● Task to carry out
Update the article about the former Skerton High School site, starting at the words "Existing playing fields" and stopping after "would be retained.", and change "playing fields" to "sports pitches".

──────── Document text ────────

As part of that work, the redundant element of the former Skerton High School was identified as a key opportunity to enhance the regeneration impact of Skerton East Ward.

Officers believe Lancashire County Council is now willing, in principle, to transfer the redundant parts of the former school site to Lancaster City Council.

Chadwick High School, an alternative provision school supporting pupils who struggle to engage with mainstream education, would remain on the site.

However, Morecambe & Lunesdale MP David Morris believes the site should only be used for education purposes.

"It is deeply worrying to see that Lancaster City Council are proposing to use this site for a housing development," he said. "When the school was closed this was precisely what the community were worried about.

"This is why at the time of the schools closure I ensured that the Secretary of State for Education placed a covenant on the land which states that the site can only be used for education purposes.

"This means that the site cannot be sold to be used for housing under any circumstances, and as far as I am aware this covenant still stands."

Council officers say 70 per cent of tenants are now in favour of change.

A report to the cabinet says: "The potential acquisition of the school site will enhance the overall delivery capacity and vision for Mainway, increasing housing numbers, types of housing, local community amenity facilities and open space."

Existing playing fields would be available for wider community and sports group use and the flowering cherry tree drive from Owen Road would be retained.

Residents have been pressing for the site to be used since Skerton High School closed in 2014.

Mainway consists of 238 housing units in 18 blocks, including Lancaster's only high-rise council housing, built 60 years ago.

The latest report says the ex-school site would lead to more homes, a greater mix for young and old, single residents and families.

──────── Information shown ────────

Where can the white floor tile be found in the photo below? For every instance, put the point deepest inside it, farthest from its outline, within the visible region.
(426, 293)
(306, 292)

────────
──────── Information shown ────────

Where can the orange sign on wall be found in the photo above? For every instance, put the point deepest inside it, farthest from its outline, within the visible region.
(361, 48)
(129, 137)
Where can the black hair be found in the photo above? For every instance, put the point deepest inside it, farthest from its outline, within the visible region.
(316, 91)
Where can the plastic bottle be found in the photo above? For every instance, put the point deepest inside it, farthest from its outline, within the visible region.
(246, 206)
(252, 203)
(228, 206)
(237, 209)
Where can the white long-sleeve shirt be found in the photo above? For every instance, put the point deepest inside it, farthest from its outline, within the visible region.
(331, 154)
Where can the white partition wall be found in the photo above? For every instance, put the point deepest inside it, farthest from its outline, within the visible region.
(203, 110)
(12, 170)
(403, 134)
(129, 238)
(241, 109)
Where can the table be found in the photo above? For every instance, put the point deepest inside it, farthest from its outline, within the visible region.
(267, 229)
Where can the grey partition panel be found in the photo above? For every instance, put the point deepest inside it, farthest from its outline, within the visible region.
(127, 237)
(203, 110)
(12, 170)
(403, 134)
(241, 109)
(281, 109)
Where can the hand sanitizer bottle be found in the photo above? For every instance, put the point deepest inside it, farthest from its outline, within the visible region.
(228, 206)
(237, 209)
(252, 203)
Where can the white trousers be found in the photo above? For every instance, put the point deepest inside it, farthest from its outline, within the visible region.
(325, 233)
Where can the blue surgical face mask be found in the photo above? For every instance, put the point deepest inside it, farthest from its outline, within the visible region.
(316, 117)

────────
──────── Information shown ────────

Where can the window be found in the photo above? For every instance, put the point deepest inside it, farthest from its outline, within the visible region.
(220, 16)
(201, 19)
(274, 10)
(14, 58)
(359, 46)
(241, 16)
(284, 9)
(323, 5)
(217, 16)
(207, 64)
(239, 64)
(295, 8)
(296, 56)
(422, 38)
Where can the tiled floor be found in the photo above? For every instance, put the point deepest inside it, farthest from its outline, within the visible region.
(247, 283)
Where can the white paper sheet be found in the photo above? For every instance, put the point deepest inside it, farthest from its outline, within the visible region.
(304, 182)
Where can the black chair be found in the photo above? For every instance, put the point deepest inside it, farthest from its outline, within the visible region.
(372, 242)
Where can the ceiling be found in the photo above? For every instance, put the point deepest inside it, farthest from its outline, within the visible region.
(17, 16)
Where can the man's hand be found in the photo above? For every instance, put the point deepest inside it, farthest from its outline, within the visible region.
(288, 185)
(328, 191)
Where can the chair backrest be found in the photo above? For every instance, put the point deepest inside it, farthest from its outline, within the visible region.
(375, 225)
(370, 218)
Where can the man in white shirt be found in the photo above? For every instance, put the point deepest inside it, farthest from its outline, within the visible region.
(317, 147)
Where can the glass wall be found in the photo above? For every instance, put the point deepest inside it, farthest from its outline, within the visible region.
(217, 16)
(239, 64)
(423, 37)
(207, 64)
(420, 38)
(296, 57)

────────

● Written reply
Existing sports pitches would be available for wider community and sports group use and the flowering cherry tree drive from Owen Road would be retained.